[Input data]
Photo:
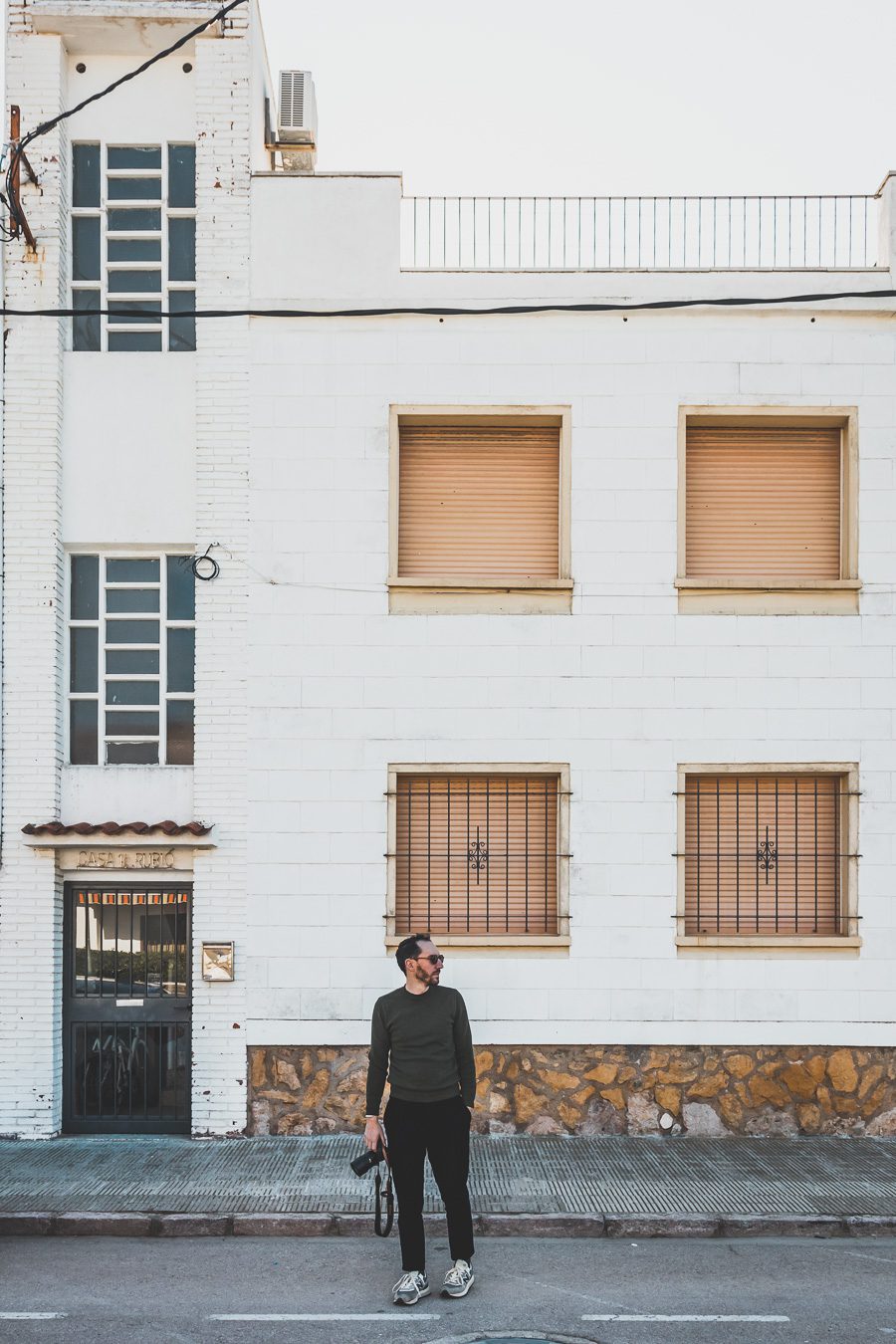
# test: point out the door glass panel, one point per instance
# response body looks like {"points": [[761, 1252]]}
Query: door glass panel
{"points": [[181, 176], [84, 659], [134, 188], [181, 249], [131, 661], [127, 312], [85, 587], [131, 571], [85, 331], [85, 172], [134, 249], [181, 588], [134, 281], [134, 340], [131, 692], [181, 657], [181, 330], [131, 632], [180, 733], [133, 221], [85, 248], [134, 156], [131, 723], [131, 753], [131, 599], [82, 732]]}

[Task objective] In your copy of the listing above, reproduce each line exactly and omit all pictures.

[Your response]
Photo:
# test: point out the door glass panel, one point per instance
# response body looks like {"points": [[761, 1252]]}
Query: door glass panel
{"points": [[181, 176], [84, 659], [134, 188], [181, 249], [131, 661], [127, 312], [85, 587], [131, 571], [85, 331], [85, 172], [134, 249], [181, 588], [134, 281], [134, 340], [131, 692], [181, 657], [181, 330], [131, 632], [180, 733], [133, 221], [85, 248], [134, 156], [131, 723], [131, 753], [131, 599], [82, 732]]}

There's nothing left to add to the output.